**SHORT PROBLEM**
Rewrite all of the data below as a numbered list, one line per item, leaving out the blank lines.

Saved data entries
———

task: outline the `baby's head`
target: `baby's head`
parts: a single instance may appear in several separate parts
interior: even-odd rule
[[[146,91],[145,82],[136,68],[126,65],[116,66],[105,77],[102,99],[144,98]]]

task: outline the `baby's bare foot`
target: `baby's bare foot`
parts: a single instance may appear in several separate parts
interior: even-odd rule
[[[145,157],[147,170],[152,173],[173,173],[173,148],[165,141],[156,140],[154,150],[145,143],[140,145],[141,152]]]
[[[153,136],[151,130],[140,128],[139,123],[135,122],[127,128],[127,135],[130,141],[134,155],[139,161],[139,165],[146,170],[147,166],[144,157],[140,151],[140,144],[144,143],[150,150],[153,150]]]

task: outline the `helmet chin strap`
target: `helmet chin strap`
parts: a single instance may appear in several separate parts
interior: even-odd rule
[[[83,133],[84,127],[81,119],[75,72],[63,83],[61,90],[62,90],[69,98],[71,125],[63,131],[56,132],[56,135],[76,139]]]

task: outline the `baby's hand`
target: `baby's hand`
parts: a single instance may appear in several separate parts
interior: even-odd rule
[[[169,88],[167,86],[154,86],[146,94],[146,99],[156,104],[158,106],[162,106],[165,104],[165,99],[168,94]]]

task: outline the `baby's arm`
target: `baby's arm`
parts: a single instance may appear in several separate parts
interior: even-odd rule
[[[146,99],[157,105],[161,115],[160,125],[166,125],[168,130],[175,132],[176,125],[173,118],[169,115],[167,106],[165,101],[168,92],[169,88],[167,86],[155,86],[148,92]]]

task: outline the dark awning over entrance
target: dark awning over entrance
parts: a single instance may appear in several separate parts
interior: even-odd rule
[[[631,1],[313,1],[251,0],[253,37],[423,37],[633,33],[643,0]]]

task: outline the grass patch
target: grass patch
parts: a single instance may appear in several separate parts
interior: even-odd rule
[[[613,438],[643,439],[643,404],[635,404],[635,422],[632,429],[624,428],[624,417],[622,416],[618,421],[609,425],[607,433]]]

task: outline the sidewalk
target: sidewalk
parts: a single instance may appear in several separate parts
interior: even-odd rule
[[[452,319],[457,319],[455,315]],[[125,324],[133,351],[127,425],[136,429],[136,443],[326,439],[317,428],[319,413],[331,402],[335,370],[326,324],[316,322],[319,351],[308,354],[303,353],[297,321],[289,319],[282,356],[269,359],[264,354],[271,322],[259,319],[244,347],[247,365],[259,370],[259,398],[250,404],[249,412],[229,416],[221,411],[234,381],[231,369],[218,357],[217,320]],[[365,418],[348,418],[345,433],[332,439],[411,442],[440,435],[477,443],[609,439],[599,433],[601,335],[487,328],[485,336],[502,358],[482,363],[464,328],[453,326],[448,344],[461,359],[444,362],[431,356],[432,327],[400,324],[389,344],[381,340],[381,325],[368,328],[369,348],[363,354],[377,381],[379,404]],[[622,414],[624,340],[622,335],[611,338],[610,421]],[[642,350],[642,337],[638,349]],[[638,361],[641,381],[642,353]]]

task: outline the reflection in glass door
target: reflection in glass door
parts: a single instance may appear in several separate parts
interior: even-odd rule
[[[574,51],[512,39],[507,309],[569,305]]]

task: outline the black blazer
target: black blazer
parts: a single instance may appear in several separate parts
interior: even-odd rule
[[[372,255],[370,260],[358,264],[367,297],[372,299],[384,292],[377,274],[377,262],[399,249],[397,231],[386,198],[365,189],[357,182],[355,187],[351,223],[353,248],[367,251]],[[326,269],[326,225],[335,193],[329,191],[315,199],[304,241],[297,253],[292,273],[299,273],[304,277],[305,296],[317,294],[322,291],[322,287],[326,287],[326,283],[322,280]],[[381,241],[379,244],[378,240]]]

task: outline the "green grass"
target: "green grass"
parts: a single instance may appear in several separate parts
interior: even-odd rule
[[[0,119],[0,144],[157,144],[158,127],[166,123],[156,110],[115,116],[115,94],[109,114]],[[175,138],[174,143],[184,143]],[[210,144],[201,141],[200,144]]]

———

**SOLUTION**
1. task: outline the `baby's head`
2. target: `baby's head`
3. parts: a single instance may appear in several separate parts
4. interior: even-odd rule
5. [[[146,91],[145,82],[136,68],[126,65],[116,66],[105,77],[102,99],[144,98]]]
6. task: outline the `baby's bare foot`
7. target: `baby's bare foot`
8. parts: a single instance may appear in several separate parts
9. interior: even-odd rule
10. [[[145,157],[147,170],[152,173],[173,173],[173,148],[165,141],[156,140],[154,150],[145,143],[140,145],[141,152]]]
11. [[[153,136],[151,130],[140,128],[139,123],[135,122],[127,128],[127,135],[130,141],[134,155],[139,161],[139,165],[146,170],[147,166],[144,157],[140,151],[140,144],[144,143],[150,150],[153,150]]]
12. task: outline the `helmet chin strap`
13. target: `helmet chin strap`
14. parts: a single instance may appear in several separate parts
15. interior: even-odd rule
16. [[[83,133],[84,127],[81,119],[75,72],[63,83],[61,90],[62,90],[69,98],[71,125],[63,131],[56,132],[56,135],[76,139]]]
17. task: outline the `baby's hand`
18. target: `baby's hand`
19. parts: a single instance may appear in several separate parts
20. interior: even-odd rule
21. [[[169,88],[167,86],[154,86],[146,94],[146,99],[156,104],[158,106],[162,106],[165,104],[165,99],[168,94]]]
22. task: outline the `baby's arm`
23. target: `baby's arm`
24. parts: a single instance may appear in several separate parts
25. interior: even-odd rule
26. [[[146,99],[157,105],[161,115],[160,125],[166,125],[168,130],[175,132],[176,125],[173,118],[169,115],[167,106],[165,101],[168,92],[169,88],[167,86],[155,86],[148,92]]]
27. task: outline the dark awning over entrance
28. target: dark awning over entrance
29. parts: a single instance may appear in several separate parts
30. interior: even-odd rule
31. [[[631,1],[313,1],[251,0],[253,37],[423,37],[633,33],[643,0]]]
32. task: outline the grass patch
33. target: grass patch
34. parts: a single instance may appear in several separate parts
35. interior: even-odd rule
36. [[[613,438],[643,439],[643,404],[635,404],[635,422],[632,429],[624,428],[624,417],[622,416],[618,421],[609,425],[607,433]]]
37. task: outline the sidewalk
38. target: sidewalk
39. parts: a single instance may appear in several separate parts
40. interior: even-odd rule
41. [[[452,319],[457,319],[455,315]],[[125,324],[133,351],[127,425],[136,429],[136,443],[326,439],[317,428],[319,413],[331,402],[335,370],[326,324],[316,322],[319,351],[308,354],[303,353],[297,321],[289,319],[282,356],[269,359],[264,354],[271,322],[259,319],[244,347],[247,365],[259,370],[259,398],[250,404],[249,412],[229,416],[221,411],[234,381],[231,369],[218,357],[217,320]],[[365,418],[348,418],[345,433],[332,439],[411,442],[440,435],[477,443],[609,439],[599,433],[601,335],[487,328],[485,336],[502,358],[482,363],[464,328],[453,326],[448,344],[461,359],[444,362],[431,356],[432,327],[400,324],[389,344],[381,340],[381,325],[368,328],[369,348],[363,354],[377,381],[379,404]],[[622,414],[624,340],[622,335],[611,338],[610,421]],[[642,350],[642,337],[638,349]],[[638,361],[641,381],[642,353]]]
42. task: outline the reflection in glass door
43. target: reflection in glass door
44. parts: a single instance may appear in several separate parts
45. interior: even-odd rule
46. [[[574,51],[512,39],[507,309],[569,305]]]
47. task: outline the black blazer
48. target: black blazer
49. parts: a single instance may appear in several separate parts
50. interior: even-odd rule
51. [[[372,255],[370,260],[358,264],[367,297],[372,299],[384,292],[377,274],[377,262],[399,249],[397,231],[386,198],[365,189],[357,182],[355,187],[351,223],[353,248],[367,251]],[[326,269],[326,225],[335,193],[329,191],[315,199],[304,241],[297,253],[292,273],[299,273],[304,277],[305,296],[317,294],[322,291],[322,287],[326,287],[326,283],[322,280]],[[381,241],[379,244],[378,240]]]
52. task: outline the "green grass"
53. target: "green grass"
54. parts: a single instance may appear in several separate parts
55. interior: even-odd rule
56. [[[0,119],[0,144],[157,144],[158,127],[166,123],[156,110],[115,116],[115,94],[109,114]],[[175,138],[174,143],[184,143]],[[210,144],[201,141],[200,144]]]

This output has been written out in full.